* _Task details_
Copy the cat forum thread word for word, starting at "I plan on trying" and continuing up to and including "(Dec 18, 2008)".

* _Provided text_
====
Ahh bless well done mummy is it normal for them to have this many and can they feed them ok. How many nipples do the females have . Congrats


----------



## sjreilly72 (Jan 8, 2009)

Congrats on your new HUGE family:lol:
Cant wait to see them grow.


----------



## wiccan (May 1, 2008)

lol i have been lookin @ ur website 4 updates on pagan girl shes my fave maybe when shes old enough to have a litter we wil have room 4 a kitten lol


----------



## LousKoonz (Feb 9, 2008)

sullivan said:


> Ahh bless well done mummy is it normal for them to have this many and can they feed them ok. How many nipples do the females have . Congrats


It's very common with euro lines in the coonie world, i know of a couple of girls who produce up to 11 kittens, sadly usually not all of them make it though x

8 nipples, 9 kittens - Lou = surrogate mother :lol: x

Thanks all x

gained some weight already so that's good  x


----------



## LousKoonz (Feb 9, 2008)

wiccan said:


> lol i have been lookin @ ur website 4 updates on pagan girl shes my fave maybe when shes old enough to have a litter we wil have room 4 a kitten lol


aw hun, she went as pet in the end, she had a slight unbilical hernia from being tied to her bro's by placenta's (mum doesn't like doing that herself and she popped them without me knowing) i just didn't want to risk it and found her a wonderful home not far from here x

Her owner is just waiting for her hair to grow back after spay then i'm due new photo's xx

I plan on trying to keep another blue girl from one of my own litters, so i'm going to be optioning any blue girls i have until the right one pops up lol x


----------



## pettpaintings (Dec 18, 2008)
====
* _Information supplied_

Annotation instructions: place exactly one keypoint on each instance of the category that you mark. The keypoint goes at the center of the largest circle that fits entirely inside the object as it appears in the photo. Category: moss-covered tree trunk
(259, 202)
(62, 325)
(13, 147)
====
* _Exercise result_
I plan on trying to keep another blue girl from one of my own litters, so i'm going to be optioning any blue girls i have until the right one pops up lol x


----------



## pettpaintings (Dec 18, 2008)